▶ _Requirement_
Every entry, from first to last, is to be written out exactly.
========================
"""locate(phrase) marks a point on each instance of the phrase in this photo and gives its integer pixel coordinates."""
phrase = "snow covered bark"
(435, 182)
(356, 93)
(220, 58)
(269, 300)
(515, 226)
========================
▶ _Result for this exercise_
"""locate(phrase) marks a point on each instance of the phrase in this photo and gives its integer pixel coordinates."""
phrase = "snow covered bark"
(435, 182)
(356, 93)
(220, 58)
(269, 300)
(515, 226)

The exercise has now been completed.